- 抜粋文
2015年5月14日木曜日

タミヤのギヤボックス用シャフトをレゴに繋ぐパーツを3Dプリントする

以前作ったWiiリモコンとArduinoとレゴのラジコンですが、
タミヤのシャフトとレゴのサイズが全く合わなくて、
ホットボンドなどで埋めるという荒業に出ていました。

せっかく3Dプリンタが手に入ったので、ちゃんと作ってみようと思います。
プリンタは M3D の The Micro です。

…と、軽い気分で始めたのですが、いかんせんパーツが小さいため
レゴとシャフトがぴったり合うようにプリントするのはかなり苦労しました。

こんな感じで失敗作だらけ。
実際は形にすらならなかったものも多く、これの倍くらいのゴミが出ています。
LEGO_TAMIYA_FAILED.jpg

3Dモデル作成


モデルの作成にはAutodesk 123D Designを使いました。
フリーで使えて簡単なものを作るのであれば一通り機能が揃っています。
LEGO_TAMIYA_AUTODESK.jpg

部品本体は真ん中の棒状の部分です。

タミヤのシャフト挿しこみ部
画像右側の六角形の穴はシャフトの形状に合わせてあります。
穴は六角形ですが外側は八角形です。

(データ収集の記録)

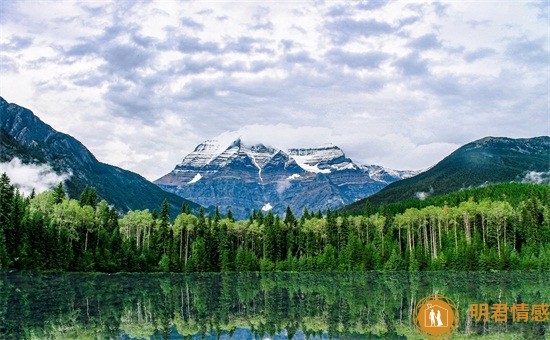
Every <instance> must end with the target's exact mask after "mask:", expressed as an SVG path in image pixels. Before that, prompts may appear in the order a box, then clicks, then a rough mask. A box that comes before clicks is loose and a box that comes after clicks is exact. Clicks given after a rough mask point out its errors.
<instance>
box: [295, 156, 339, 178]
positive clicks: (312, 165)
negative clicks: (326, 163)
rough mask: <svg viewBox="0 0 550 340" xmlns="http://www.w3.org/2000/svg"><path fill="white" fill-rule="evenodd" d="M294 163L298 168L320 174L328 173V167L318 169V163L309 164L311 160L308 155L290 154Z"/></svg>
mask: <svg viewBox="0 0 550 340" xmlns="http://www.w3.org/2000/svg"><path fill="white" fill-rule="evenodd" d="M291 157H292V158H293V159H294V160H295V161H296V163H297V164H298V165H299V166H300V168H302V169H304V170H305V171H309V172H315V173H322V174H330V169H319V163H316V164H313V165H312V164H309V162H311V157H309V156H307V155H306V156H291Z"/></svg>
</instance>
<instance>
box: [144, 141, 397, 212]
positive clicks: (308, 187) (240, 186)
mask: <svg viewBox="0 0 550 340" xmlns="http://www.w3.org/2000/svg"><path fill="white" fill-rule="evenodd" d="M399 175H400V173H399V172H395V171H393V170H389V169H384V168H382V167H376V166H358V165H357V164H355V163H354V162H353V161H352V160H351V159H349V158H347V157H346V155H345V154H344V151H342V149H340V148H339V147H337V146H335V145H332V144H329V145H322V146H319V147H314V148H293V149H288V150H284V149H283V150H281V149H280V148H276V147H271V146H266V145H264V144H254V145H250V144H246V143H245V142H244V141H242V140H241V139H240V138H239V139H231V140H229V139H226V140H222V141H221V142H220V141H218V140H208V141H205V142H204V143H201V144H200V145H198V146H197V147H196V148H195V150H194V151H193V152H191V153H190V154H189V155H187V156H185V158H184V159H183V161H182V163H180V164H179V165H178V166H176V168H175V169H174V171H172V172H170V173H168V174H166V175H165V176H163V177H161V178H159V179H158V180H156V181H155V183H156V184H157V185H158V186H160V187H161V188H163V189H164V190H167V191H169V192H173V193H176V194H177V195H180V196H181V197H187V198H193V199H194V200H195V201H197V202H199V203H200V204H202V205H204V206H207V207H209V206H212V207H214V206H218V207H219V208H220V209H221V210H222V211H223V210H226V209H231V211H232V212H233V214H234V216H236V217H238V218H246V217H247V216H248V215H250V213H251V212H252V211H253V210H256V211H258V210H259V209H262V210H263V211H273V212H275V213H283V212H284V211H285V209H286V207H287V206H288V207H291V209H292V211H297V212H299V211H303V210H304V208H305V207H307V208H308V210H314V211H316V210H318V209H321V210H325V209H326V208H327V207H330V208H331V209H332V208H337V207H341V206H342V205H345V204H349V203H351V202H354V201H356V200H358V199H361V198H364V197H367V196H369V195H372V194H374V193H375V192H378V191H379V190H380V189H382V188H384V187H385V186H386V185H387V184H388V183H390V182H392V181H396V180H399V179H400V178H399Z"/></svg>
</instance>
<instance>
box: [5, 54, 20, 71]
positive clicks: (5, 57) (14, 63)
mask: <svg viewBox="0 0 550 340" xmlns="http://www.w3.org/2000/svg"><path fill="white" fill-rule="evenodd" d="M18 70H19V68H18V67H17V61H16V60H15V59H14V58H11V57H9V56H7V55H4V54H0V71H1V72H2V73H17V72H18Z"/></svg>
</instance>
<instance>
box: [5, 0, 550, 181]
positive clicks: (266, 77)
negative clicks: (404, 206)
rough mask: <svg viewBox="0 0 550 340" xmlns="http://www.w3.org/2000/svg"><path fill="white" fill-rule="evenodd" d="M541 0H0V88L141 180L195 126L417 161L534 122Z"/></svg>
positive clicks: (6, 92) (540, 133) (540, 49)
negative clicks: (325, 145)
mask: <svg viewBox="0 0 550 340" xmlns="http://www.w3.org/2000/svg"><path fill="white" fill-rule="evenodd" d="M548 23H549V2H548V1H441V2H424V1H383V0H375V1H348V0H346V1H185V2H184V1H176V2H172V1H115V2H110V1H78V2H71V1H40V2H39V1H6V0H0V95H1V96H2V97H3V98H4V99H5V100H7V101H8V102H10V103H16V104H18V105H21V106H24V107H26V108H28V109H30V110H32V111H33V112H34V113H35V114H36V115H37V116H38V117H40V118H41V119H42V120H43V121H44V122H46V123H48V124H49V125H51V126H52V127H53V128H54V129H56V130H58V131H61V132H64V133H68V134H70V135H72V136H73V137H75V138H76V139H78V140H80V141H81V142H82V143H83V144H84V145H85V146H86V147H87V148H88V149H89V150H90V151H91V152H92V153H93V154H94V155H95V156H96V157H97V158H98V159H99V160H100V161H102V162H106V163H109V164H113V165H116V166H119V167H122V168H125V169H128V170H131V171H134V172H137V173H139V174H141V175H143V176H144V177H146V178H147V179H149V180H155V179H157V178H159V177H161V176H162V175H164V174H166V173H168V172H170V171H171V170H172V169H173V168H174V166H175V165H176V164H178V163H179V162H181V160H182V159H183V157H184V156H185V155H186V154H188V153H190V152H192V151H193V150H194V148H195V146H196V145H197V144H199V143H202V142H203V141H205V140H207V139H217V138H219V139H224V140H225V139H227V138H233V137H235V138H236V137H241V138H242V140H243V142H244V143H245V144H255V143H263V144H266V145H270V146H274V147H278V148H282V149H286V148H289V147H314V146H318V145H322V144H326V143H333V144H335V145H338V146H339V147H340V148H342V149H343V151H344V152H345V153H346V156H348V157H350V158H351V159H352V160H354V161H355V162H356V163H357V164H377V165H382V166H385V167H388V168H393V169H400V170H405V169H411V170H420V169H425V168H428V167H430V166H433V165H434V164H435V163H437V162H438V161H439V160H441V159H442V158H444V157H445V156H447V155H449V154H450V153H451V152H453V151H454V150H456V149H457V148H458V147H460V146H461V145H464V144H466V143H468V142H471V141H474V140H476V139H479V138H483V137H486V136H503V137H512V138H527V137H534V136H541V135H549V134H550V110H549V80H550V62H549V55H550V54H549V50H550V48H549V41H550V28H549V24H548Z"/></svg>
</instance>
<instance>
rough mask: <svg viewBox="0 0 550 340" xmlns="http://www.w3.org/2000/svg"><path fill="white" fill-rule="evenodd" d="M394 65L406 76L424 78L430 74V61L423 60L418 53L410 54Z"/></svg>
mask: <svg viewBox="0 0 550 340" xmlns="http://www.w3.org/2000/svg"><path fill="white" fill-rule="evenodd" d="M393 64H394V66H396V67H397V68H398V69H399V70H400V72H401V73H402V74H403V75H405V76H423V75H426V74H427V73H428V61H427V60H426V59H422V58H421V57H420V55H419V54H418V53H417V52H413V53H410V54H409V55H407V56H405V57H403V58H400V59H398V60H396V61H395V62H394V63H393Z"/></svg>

--

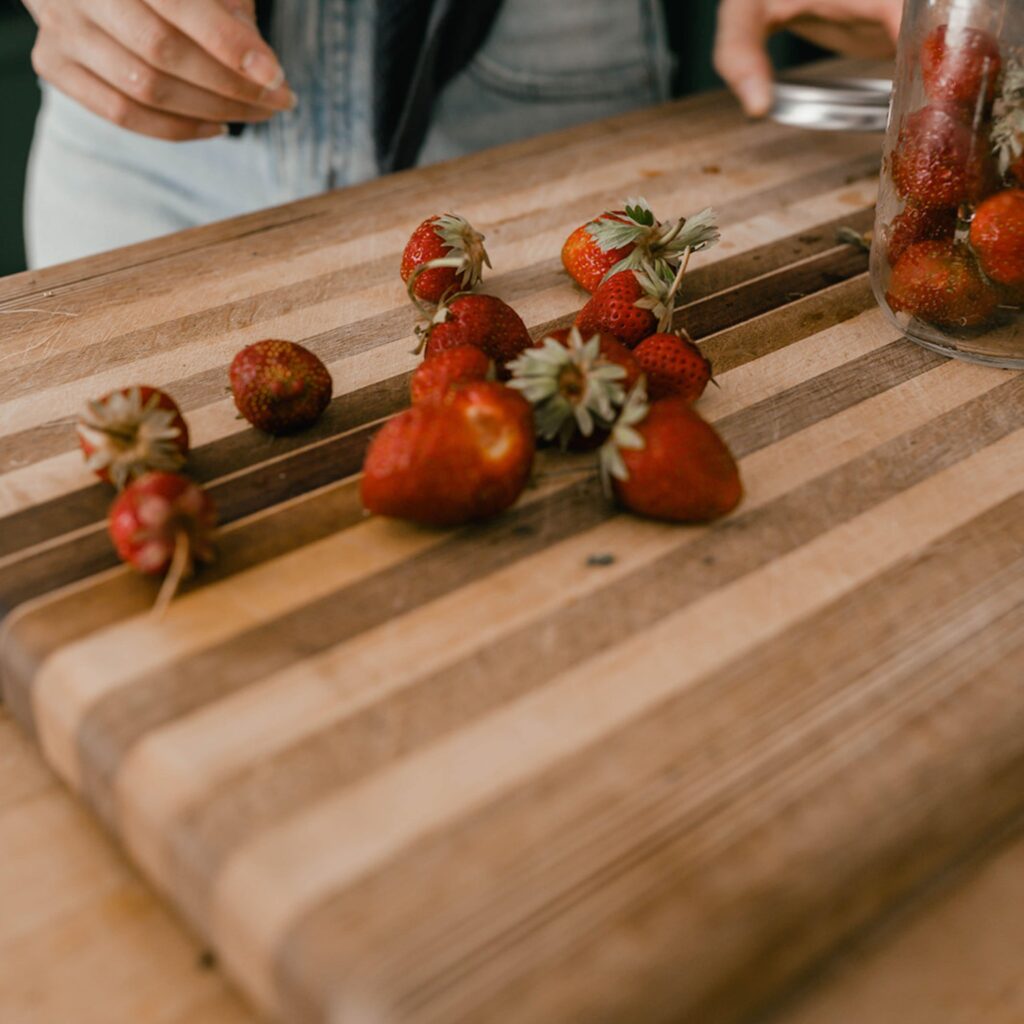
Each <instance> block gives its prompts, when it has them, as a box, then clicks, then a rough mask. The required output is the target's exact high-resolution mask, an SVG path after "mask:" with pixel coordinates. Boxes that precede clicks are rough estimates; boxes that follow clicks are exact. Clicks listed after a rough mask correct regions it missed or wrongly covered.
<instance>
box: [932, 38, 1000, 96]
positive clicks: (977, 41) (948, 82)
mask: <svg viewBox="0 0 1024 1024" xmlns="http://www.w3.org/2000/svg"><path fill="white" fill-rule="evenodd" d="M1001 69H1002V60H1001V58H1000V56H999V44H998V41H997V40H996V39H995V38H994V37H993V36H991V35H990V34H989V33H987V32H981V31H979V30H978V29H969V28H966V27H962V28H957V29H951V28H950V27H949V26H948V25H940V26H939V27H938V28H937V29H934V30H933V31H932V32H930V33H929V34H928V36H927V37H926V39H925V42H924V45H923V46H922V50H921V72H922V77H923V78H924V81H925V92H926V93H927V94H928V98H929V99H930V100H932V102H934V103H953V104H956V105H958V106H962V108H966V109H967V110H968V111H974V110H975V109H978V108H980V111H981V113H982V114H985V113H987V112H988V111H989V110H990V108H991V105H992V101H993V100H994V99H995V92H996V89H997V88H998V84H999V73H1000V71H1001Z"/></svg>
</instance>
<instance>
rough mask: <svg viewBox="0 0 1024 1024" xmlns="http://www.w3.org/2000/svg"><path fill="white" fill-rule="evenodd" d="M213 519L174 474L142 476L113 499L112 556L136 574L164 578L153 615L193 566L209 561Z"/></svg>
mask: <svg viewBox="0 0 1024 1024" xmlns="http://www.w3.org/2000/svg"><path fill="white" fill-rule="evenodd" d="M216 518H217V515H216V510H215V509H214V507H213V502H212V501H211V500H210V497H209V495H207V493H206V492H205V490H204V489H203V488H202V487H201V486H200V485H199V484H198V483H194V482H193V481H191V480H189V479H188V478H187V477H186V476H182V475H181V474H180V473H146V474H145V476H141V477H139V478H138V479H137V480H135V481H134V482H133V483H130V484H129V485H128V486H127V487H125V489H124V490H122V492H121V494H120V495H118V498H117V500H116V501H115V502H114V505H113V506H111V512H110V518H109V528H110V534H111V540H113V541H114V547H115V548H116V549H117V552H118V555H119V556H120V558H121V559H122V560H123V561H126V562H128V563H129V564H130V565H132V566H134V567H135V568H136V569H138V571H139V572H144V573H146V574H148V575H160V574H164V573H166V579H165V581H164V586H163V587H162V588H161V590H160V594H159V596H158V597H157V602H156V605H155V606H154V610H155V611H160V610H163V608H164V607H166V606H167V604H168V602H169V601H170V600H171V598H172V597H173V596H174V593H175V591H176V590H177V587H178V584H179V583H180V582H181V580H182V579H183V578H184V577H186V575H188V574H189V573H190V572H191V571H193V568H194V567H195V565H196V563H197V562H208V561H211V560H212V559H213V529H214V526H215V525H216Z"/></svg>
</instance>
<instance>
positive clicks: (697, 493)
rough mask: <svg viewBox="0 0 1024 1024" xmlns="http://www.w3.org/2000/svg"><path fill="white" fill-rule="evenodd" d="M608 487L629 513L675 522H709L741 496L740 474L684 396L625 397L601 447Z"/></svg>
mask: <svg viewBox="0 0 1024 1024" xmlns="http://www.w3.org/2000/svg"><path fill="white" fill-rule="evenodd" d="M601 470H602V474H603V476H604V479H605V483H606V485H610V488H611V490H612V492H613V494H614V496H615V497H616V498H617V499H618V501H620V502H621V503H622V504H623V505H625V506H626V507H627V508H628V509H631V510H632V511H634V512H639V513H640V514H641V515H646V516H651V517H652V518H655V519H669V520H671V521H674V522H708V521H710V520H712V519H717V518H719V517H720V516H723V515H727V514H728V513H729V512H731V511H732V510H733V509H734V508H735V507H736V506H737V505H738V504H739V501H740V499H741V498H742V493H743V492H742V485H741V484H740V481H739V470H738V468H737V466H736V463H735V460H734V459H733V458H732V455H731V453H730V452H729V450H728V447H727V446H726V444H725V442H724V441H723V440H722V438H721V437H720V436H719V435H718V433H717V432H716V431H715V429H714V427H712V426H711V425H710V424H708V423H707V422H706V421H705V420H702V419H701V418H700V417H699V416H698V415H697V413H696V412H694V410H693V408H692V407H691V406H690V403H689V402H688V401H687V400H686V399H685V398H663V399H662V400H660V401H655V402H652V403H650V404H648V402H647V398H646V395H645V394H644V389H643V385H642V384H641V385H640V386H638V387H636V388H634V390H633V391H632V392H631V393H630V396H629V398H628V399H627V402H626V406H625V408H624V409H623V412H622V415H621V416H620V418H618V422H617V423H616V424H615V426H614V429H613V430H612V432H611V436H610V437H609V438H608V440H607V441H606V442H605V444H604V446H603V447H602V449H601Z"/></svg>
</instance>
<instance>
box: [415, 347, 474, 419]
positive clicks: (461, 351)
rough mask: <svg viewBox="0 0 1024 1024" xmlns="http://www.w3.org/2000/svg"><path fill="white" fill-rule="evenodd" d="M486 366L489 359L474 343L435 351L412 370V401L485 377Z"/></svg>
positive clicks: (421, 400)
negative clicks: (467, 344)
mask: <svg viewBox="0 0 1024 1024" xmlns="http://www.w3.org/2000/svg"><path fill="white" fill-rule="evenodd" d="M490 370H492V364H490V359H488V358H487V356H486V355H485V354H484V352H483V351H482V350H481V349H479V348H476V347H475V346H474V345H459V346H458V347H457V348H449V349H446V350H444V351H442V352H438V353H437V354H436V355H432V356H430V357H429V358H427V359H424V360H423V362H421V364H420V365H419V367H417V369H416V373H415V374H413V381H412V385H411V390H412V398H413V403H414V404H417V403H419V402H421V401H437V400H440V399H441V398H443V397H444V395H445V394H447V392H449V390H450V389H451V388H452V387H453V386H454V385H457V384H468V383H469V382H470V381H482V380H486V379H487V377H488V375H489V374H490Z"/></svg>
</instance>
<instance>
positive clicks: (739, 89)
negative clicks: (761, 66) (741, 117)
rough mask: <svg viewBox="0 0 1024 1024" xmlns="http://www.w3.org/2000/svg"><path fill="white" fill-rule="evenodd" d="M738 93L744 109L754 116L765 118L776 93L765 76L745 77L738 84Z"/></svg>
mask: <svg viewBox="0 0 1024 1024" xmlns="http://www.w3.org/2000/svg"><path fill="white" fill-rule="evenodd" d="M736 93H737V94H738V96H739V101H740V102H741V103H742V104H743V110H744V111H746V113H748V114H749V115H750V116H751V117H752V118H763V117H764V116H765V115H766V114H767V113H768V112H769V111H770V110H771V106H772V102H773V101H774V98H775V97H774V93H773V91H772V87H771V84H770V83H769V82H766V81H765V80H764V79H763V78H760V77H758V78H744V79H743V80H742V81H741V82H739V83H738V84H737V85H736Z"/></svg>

- やること
1. 抜粋文で使われている3Dプリンタの名前を答えてください。
2. 抜粋文に出てくる製品名とメーカー名を、画像ファイル名を除いてすべて挙げてください。
3. 抜粋文の最後の文に続けて、その先を書いてください。
一覧の内容は抜粋文とは関係ありません。

- 各項目の答え
1. M3DのThe Micro。

2. Wiiリモコン、Arduino、レゴ、タミヤ、M3D、The Micro、Autodesk 123D Design

3.
レゴ側が十字型なので、八角形にしておくと側面が平面で繋がって
プリントの乱れを避けられます。
また、平面がつながるように太さも合わせておくと、
プリント中に自重でたわむのを避けられる上、
レゴの丸穴の部品にぴったり入るようになります。

レゴの差し込み部
奥の十字型がレゴ用です。
レゴのギヤなどの十字穴に差し込める形状にしています。



十字型はどうしてもプリント中に若干歪むため、
トライ&エラーで0.1mm単位で遊びを調整しています。

両端の正方形
両端の正方形はプリント中に部品を固定するために付けています。

と言うのも、今回の形状はプリンタの台に接する面積が極端に小さいため、
プリント中に部品が浮いて外れてプリントに失敗します。

両端に板状のものを付けることで部品が浮いても台から外れません。
と言うことに気付くまで5日ほどかかりました。

プリント


プリントソフトは M3D 標準のソフトです。
LEGO_TAMIYA_M3D.jpg
材料は ABS を使いました。

PLA は自重での歪みがどうしても無視できず、カッターで削ろうにも硬すぎて駄目。
一方、ABS だとプリント中に浮いてしまったり、生成物を縦置きにすると
グチャグチャに崩れたりとなかなか上手くいきません。

結局、両端の正方形でプリント中の浮きを抑えながら横置きにすることで
ABS で精度よくプリントすることに成功しました。

もしかしたらABSは水平方向に長く材料を使う形状に向いているのかもしれません。
ただし、冷えていく過程でたわんで台から剥がれてしまう点に配慮が必要です。
PLA はどんな形状でもそこそこの形までは行けそうですが
細部は崩れやすい、といった印象です。

完成


プリントが終わるとこんな感じです。
2.5 cm の棒を1個プリントするのに45分。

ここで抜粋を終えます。